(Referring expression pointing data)
◆ ◆ ◆ ◆ ◆
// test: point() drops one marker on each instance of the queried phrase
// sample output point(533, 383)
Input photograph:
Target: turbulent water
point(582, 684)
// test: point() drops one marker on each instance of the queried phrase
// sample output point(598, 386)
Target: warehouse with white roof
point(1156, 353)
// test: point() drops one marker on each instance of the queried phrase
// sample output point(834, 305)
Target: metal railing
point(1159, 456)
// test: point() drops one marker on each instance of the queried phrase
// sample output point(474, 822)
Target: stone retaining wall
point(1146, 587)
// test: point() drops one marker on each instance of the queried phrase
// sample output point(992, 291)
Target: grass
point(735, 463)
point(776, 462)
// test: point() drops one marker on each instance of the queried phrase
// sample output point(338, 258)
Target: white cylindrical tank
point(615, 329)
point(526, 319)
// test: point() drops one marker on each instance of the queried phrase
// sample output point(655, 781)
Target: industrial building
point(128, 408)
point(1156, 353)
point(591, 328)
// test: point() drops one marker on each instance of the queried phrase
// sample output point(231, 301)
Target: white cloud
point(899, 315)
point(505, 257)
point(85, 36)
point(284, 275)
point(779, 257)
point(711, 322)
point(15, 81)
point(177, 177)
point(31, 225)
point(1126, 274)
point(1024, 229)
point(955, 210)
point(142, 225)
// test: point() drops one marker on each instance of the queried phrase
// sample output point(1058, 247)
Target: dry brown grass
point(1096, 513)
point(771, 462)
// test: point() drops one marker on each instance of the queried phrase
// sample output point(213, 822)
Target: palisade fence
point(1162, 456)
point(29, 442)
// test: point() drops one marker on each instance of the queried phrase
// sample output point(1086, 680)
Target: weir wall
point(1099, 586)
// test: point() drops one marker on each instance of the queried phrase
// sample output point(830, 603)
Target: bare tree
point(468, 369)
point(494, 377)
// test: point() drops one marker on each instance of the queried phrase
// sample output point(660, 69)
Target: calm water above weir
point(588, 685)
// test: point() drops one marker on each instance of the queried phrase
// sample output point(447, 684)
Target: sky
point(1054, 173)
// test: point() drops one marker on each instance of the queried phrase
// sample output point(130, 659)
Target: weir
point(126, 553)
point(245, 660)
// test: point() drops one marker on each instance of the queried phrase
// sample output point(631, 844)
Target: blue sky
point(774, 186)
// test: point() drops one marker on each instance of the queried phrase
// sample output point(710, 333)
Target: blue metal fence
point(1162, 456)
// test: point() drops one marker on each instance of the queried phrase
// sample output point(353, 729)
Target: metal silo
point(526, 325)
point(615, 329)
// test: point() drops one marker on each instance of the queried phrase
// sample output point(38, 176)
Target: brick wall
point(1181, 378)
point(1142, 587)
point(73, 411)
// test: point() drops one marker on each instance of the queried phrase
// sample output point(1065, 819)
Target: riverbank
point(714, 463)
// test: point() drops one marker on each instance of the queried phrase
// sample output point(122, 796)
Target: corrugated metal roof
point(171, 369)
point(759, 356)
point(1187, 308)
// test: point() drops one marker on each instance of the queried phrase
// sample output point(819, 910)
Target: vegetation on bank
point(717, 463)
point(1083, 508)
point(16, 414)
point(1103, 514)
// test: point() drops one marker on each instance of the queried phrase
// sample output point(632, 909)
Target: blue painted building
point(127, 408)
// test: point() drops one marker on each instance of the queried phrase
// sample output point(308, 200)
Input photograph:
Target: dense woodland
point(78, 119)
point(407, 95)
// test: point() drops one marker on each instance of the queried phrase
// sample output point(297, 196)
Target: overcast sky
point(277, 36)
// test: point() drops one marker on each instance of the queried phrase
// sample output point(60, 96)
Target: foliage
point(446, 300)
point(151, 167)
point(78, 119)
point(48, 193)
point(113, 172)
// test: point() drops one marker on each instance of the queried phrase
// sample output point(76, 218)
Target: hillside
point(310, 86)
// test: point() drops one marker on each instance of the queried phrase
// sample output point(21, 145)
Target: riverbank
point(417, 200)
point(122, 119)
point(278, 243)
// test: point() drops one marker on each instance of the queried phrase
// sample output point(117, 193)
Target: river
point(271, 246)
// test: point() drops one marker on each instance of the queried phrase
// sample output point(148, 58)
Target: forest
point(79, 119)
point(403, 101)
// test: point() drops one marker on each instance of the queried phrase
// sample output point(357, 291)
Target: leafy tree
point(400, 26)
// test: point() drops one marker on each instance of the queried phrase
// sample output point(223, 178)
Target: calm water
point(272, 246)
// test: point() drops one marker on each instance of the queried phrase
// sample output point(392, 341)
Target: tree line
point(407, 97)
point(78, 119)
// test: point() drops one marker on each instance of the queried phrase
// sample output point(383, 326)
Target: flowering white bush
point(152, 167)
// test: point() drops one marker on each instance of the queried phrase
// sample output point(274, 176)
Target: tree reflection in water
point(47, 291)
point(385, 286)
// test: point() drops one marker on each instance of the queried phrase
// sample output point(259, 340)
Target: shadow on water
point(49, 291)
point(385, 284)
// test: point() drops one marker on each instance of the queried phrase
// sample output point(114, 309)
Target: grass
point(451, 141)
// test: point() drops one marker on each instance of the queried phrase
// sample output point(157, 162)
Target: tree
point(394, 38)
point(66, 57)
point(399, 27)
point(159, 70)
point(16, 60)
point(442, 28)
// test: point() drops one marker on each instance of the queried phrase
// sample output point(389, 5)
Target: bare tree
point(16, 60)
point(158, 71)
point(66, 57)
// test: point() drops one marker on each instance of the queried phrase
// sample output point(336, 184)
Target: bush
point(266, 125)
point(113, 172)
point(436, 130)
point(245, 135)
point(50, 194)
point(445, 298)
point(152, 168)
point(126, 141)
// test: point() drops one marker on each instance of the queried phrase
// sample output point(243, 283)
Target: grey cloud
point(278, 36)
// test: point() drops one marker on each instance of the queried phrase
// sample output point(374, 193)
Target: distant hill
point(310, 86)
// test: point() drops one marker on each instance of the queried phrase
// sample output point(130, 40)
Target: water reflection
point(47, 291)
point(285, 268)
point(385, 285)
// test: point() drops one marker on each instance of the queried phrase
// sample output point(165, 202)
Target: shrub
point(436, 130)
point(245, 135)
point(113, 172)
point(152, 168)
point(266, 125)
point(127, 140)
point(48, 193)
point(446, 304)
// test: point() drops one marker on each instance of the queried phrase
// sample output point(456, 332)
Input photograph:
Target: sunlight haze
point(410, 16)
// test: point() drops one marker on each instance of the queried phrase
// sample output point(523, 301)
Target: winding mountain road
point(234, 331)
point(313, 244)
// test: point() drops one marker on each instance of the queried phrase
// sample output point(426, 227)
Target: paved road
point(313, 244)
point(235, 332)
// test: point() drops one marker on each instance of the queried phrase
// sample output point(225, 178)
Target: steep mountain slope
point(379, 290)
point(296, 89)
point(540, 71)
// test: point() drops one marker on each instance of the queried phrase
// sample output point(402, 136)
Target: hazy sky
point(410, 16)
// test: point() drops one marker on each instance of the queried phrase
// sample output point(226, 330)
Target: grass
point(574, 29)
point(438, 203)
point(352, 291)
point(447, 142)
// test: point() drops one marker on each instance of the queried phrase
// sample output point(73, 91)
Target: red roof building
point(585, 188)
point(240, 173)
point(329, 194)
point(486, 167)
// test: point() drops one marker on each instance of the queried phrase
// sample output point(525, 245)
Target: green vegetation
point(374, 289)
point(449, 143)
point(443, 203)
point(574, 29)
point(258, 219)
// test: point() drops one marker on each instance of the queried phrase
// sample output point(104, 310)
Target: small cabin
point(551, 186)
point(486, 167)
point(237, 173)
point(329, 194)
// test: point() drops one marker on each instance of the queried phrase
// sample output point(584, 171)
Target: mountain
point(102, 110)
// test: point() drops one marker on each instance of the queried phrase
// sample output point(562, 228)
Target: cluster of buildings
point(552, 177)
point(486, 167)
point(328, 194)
◆ ◆ ◆ ◆ ◆
## WHAT YOU NEED TO DO
Transcribe every entry, keeping each line exactly as it reads.

## OUTPUT FOR THIS EXERCISE
// test: point() drops one marker on each instance of the queried phrase
// sample output point(533, 383)
Input photograph:
Target: turbulent water
point(582, 684)
// test: point() drops one marker on each instance of the queried phrase
// sample output point(598, 386)
Target: warehouse with white roof
point(1156, 353)
// test: point() drops one marker on each instance of the queried phrase
// sample output point(834, 305)
Target: metal railing
point(1159, 456)
// test: point() drops one marker on each instance of the queried phrase
// sample output point(474, 822)
Target: stone retaining wall
point(1146, 587)
// test: point() drops one marker on each instance of the queried phrase
// sample output point(992, 291)
Target: grass
point(735, 463)
point(776, 462)
// test: point() drops one marker on each instance of the queried phrase
// sample output point(338, 258)
Target: white cylindrical tank
point(615, 329)
point(526, 319)
// test: point() drops one marker on each instance of the queried phrase
// sample output point(655, 781)
Target: industrial building
point(128, 408)
point(1156, 353)
point(591, 328)
// test: point() drops one marker on each instance of the queried phrase
// sample output point(231, 301)
Target: white cloud
point(899, 315)
point(505, 257)
point(85, 36)
point(284, 275)
point(779, 257)
point(711, 322)
point(15, 81)
point(177, 177)
point(31, 225)
point(1126, 274)
point(1024, 229)
point(955, 210)
point(142, 225)
// test: point() drops one marker on each instance of the queried phrase
// sample output point(1058, 247)
Target: dry brown grass
point(1096, 513)
point(771, 462)
// test: point() drops one marker on each instance of the queried phrase
// sample output point(213, 822)
Target: palisade fence
point(1162, 456)
point(29, 442)
// test: point() drops one marker on each instance of the queried phrase
// sample output point(1086, 680)
Target: weir wall
point(1099, 586)
// test: point() drops one marker on each instance of the queried phrase
// sample output point(830, 603)
Target: bare tree
point(468, 369)
point(494, 377)
// test: point() drops one marker on each instance of the queried phrase
// sample output point(660, 69)
Target: calm water above weir
point(588, 685)
// test: point() drops one marker on each instance of the queried phrase
// sample output point(447, 684)
Target: sky
point(1054, 173)
// test: point() drops one marker on each instance of the queried phrase
// sample output point(130, 659)
Target: weir
point(126, 553)
point(245, 660)
// test: point() drops one marker on each instance of the queried phrase
// sample output point(631, 844)
Target: blue sky
point(774, 186)
// test: point() drops one marker on each instance of the queried phrase
// sample output point(710, 333)
Target: blue metal fence
point(1162, 456)
// test: point() drops one marker on each instance of the queried phrase
// sample output point(353, 729)
Target: metal silo
point(526, 325)
point(615, 329)
// test: point() drops one marker on each instance of the queried phrase
// sample output point(38, 176)
Target: brick wall
point(1181, 378)
point(1142, 587)
point(73, 411)
// test: point() drops one marker on each instance of the queried phrase
// sample output point(1065, 819)
Target: riverbank
point(714, 463)
// test: point() drops one marker on each instance of the queried phrase
// sample output point(122, 796)
Target: corrugated metal roof
point(171, 369)
point(759, 356)
point(1187, 308)
// test: point() drops one marker on each instance of the queried phrase
// sample output point(819, 910)
Target: vegetation on bank
point(717, 463)
point(1083, 508)
point(16, 414)
point(1103, 514)
// test: point() drops one marker on each instance of the queried phrase
// sample output point(632, 909)
Target: blue painted building
point(127, 408)
// test: point() drops one marker on each instance of the queried phrase
// sample output point(308, 200)
Input photograph:
Target: dense woodland
point(78, 119)
point(407, 95)
// test: point() drops one marker on each instance of the queried phrase
// sample output point(297, 196)
Target: overcast sky
point(277, 36)
// test: point() drops one marker on each instance of the queried phrase
// sample output point(60, 96)
Target: foliage
point(446, 300)
point(151, 167)
point(78, 119)
point(48, 193)
point(113, 172)
// test: point() drops one marker on each instance of the queried phrase
// sample output point(76, 218)
Target: hillside
point(310, 86)
// test: point() drops one marker on each instance of the queried phrase
// sample output point(21, 145)
Target: riverbank
point(417, 200)
point(122, 119)
point(278, 243)
// test: point() drops one marker on each instance of the queried phrase
// sample output point(117, 193)
Target: river
point(271, 246)
// test: point() drops one marker on each instance of the queried phrase
// sample output point(148, 58)
Target: forest
point(79, 119)
point(403, 101)
// test: point() drops one marker on each instance of the queried phrase
// sample output point(357, 291)
Target: leafy tree
point(400, 26)
// test: point() drops one marker on each instance of the queried phrase
// sample output point(223, 178)
Target: calm water
point(272, 246)
// test: point() drops one marker on each instance of the queried phrase
// sample output point(392, 341)
Target: tree line
point(407, 97)
point(78, 119)
// test: point() drops one marker on each instance of the queried phrase
// sample output point(383, 326)
Target: flowering white bush
point(152, 167)
// test: point() drops one marker on each instance of the queried phrase
// sample output point(274, 176)
Target: tree reflection in water
point(47, 291)
point(385, 286)
// test: point() drops one marker on each instance of the queried phrase
// sample output point(259, 340)
Target: shadow on water
point(49, 291)
point(385, 284)
// test: point() drops one marker on each instance of the queried phrase
// sample output point(114, 309)
Target: grass
point(451, 141)
// test: point() drops one marker on each instance of the queried phrase
// sample output point(157, 162)
Target: tree
point(394, 38)
point(66, 57)
point(399, 27)
point(159, 70)
point(16, 60)
point(442, 28)
// test: point() drops one marker on each instance of the queried phrase
// sample output point(389, 5)
Target: bare tree
point(16, 60)
point(158, 71)
point(66, 57)
// test: point() drops one marker on each instance of the queried phrase
// sample output point(336, 184)
Target: bush
point(266, 125)
point(113, 172)
point(436, 130)
point(245, 135)
point(50, 194)
point(445, 298)
point(152, 168)
point(126, 141)
// test: point() drops one marker on each instance of the queried phrase
// sample output point(243, 283)
Target: grey cloud
point(278, 36)
// test: point() drops one marker on each instance of the queried phrase
// sample output point(374, 193)
Target: distant hill
point(310, 86)
// test: point() drops one marker on each instance of the queried phrase
// sample output point(130, 40)
Target: water reflection
point(47, 291)
point(285, 268)
point(385, 285)
// test: point() drops one marker on each instance of the queried phrase
// sample output point(165, 202)
Target: shrub
point(436, 130)
point(245, 135)
point(113, 172)
point(152, 168)
point(266, 125)
point(127, 140)
point(48, 193)
point(446, 304)
// test: point() drops one marker on each instance of the queried phrase
// sample output point(456, 332)
Input photograph:
Target: sunlight haze
point(410, 16)
// test: point() drops one marker on each instance of the queried phrase
// sample output point(523, 301)
Target: winding mountain road
point(234, 331)
point(313, 244)
// test: point() drops one marker on each instance of the queried phrase
// sample output point(426, 227)
Target: paved road
point(313, 244)
point(235, 332)
// test: point() drops one marker on each instance of the queried phrase
// sample output point(225, 178)
Target: steep mountain slope
point(379, 290)
point(296, 89)
point(540, 71)
// test: point() drops one marker on each instance of the queried phrase
// sample output point(402, 136)
Target: hazy sky
point(410, 16)
// test: point() drops one marker on each instance of the queried phrase
// sample output point(226, 330)
Target: grass
point(574, 29)
point(438, 203)
point(352, 291)
point(447, 142)
// test: point() drops one marker on each instance of the queried phrase
// sample output point(73, 91)
Target: red roof building
point(585, 188)
point(240, 173)
point(329, 194)
point(486, 167)
// test: point() drops one marker on each instance of the queried phrase
// sample output point(525, 245)
Target: green vegetation
point(374, 289)
point(449, 143)
point(443, 203)
point(574, 29)
point(258, 219)
// test: point() drops one marker on each instance of the queried phrase
// sample output point(104, 310)
Target: small cabin
point(551, 186)
point(486, 167)
point(237, 173)
point(329, 194)
// test: point() drops one marker on each instance of the queried phrase
// sample output point(584, 171)
Target: mountain
point(102, 110)
// test: point() drops one marker on each instance of the queried phrase
// sample output point(562, 228)
Target: cluster of buildings
point(552, 177)
point(486, 167)
point(328, 194)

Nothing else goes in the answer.